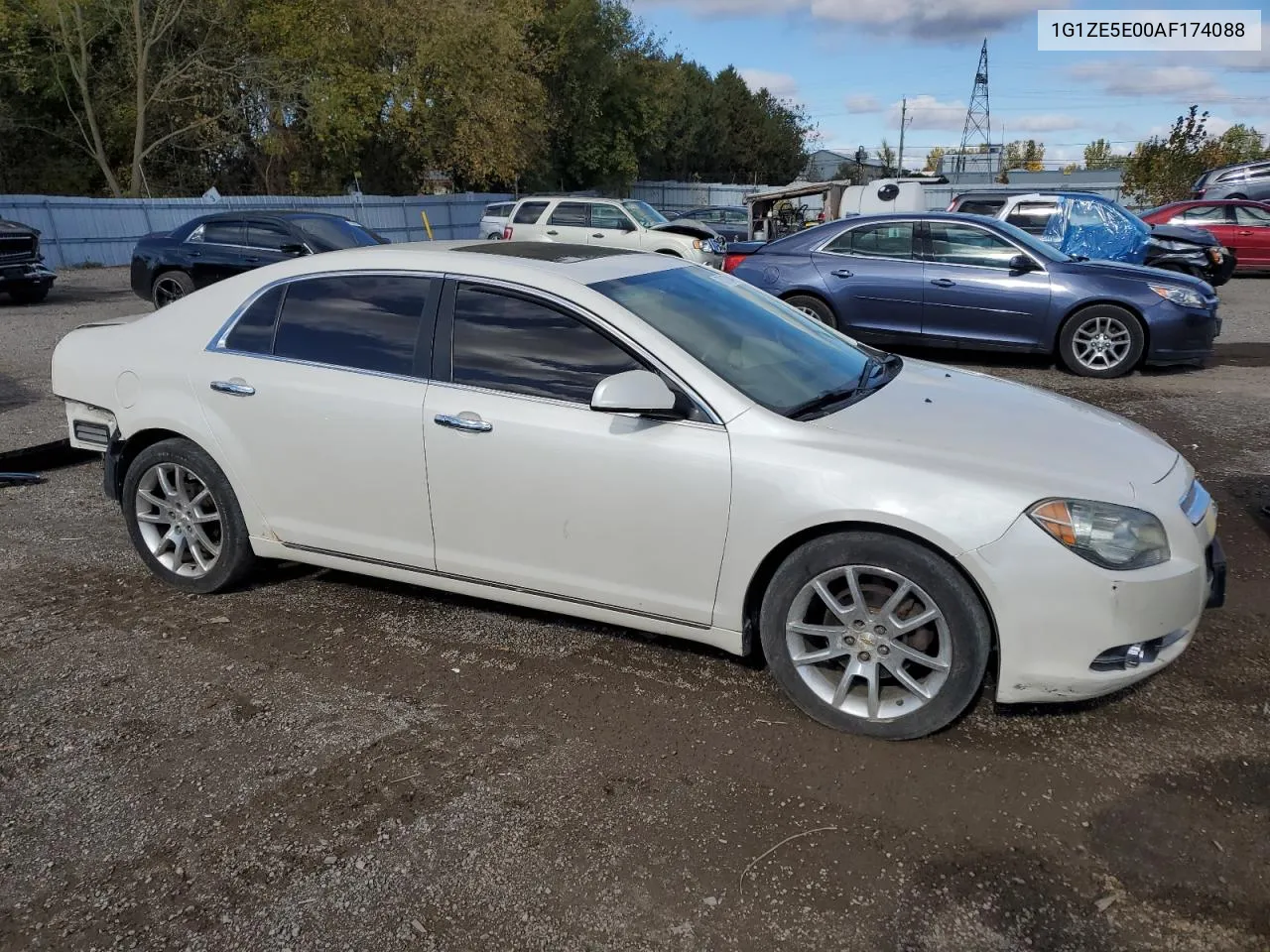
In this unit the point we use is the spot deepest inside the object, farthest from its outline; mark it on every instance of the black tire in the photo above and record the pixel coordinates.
(1115, 317)
(30, 294)
(966, 626)
(171, 286)
(235, 560)
(815, 307)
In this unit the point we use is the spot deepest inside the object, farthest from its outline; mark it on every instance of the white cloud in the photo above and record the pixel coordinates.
(929, 113)
(779, 84)
(1161, 81)
(864, 103)
(938, 22)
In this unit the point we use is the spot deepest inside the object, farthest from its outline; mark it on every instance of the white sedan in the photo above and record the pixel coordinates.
(638, 440)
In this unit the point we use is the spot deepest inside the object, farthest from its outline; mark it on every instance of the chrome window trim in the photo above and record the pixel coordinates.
(585, 316)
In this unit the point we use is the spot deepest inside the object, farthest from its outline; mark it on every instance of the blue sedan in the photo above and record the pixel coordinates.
(964, 281)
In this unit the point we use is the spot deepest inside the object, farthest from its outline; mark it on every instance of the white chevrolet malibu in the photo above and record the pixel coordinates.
(640, 440)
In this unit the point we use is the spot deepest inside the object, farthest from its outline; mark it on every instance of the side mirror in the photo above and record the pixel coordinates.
(635, 393)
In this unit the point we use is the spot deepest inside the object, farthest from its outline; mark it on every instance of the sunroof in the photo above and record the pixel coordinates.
(545, 250)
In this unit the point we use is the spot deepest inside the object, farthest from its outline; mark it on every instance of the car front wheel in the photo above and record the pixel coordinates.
(875, 635)
(185, 520)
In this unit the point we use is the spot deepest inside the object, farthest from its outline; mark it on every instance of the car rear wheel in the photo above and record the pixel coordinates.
(171, 286)
(875, 635)
(813, 307)
(1101, 341)
(185, 520)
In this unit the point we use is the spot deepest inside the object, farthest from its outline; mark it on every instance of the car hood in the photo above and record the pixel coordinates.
(959, 421)
(1182, 232)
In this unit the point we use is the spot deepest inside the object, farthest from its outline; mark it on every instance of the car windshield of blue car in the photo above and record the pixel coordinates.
(644, 213)
(334, 234)
(774, 354)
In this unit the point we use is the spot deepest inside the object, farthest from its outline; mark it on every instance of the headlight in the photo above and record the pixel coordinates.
(1103, 534)
(1179, 296)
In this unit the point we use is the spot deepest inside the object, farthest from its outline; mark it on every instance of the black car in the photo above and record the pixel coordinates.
(730, 221)
(22, 268)
(168, 266)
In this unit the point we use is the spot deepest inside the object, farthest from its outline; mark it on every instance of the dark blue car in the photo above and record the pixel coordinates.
(965, 281)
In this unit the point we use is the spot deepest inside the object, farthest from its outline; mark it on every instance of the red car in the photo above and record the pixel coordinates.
(1241, 225)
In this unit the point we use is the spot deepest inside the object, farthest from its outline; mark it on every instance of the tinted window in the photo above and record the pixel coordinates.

□ □ □ □ □

Work request: Although the records include pictures, the copy should reproduce every line exactly and none of the pictures.

Exercise result:
In this unit the point we use is the spot deepest inside the object, farthest from its outline; mark it on every instance of the black tire in the photo above and record the pixel coordinates.
(1115, 317)
(30, 294)
(966, 626)
(171, 286)
(235, 560)
(815, 307)
In this unit the point we use is the spot deepest inside the object, farthest from its outline; mark it on every instance of the white cloud in the photo above and record the pixel coordinates.
(929, 113)
(779, 84)
(1161, 81)
(864, 103)
(938, 22)
In this unit the point we use is the spot deepest inside the object, farthest from its outline; mark it on every instance of the white sedan in the photo above and record the pixel coordinates.
(638, 440)
In this unit the point we use is the spot deepest inside the object, farthest from its outline; mark it on every instance of the chrome window trim in the photo above and record the pixel coordinates.
(585, 316)
In this unit the point we use is the spot deepest inside the object, farthest from its outline; mark it on every instance of the blue sedan in the photo above and record the pixel coordinates.
(964, 281)
In this unit the point we use is the spot deepest inside the object, farthest from its outline; mark it on every instance of the white chevrolet malibu in the photo above and record the pixel coordinates.
(640, 440)
In this unit the point we use is the spot deepest inside the object, farthest from its outline; mark it on every instance of the side mirror in the photo above and record the pixel coordinates.
(635, 393)
In this unit the point we use is the spot deepest inside the object, farthest from its outline; mark it on every instance of the sunroof in the photo above and record the pixel coordinates.
(545, 250)
In this unit the point we use is the spot deepest inside the object, farthest from its outline; mark it on every instance of the car front wheel in the photo above and record the pixel coordinates.
(875, 635)
(185, 520)
In this unit the point we use is the spot deepest inside the object, farthest from its outline; mark it on every instance of the car rear wheel in the photo above and record the pixel coordinates.
(171, 286)
(875, 635)
(813, 307)
(1101, 341)
(185, 520)
In this unit the point we use is the spot deepest inside the object, farthest from its outline; mark it on every instance of the car hood in the photo above and record the pixel coordinates.
(959, 421)
(1182, 232)
In this unit the point we use is the spot deepest inside the object, farthest from its outline; mark it on every instance of the car windshield of blue car in the photo above and record the pixel coordinates.
(644, 213)
(334, 234)
(774, 354)
In this unit the point we use is the spot deepest inside the object, farthest from its outline; mark it on every instance of the headlight in the photo above and record the pixel coordinates.
(1103, 534)
(1179, 296)
In this unit the point we use is the spot deepest inside the object, farthest from its outline; mark it on every instance of the black car in the photo above and record the pixel coordinates.
(730, 221)
(22, 268)
(168, 266)
In this unit the point we use is the spot deepest inside the object, farthest from its outline; mark it on every instance of the dark blue car in the photo above and record the pixel coordinates.
(965, 281)
In this unit the point we use is the spot deepest inside the object, farthest from its outline; mark it on every instance of the red car in the photo above and record the pixel coordinates.
(1241, 225)
In this unit the point we use is the spot deepest inside the object, farthest from its outline; mark it on every instance of the tinted window in the photo above and record the pixel coordinates.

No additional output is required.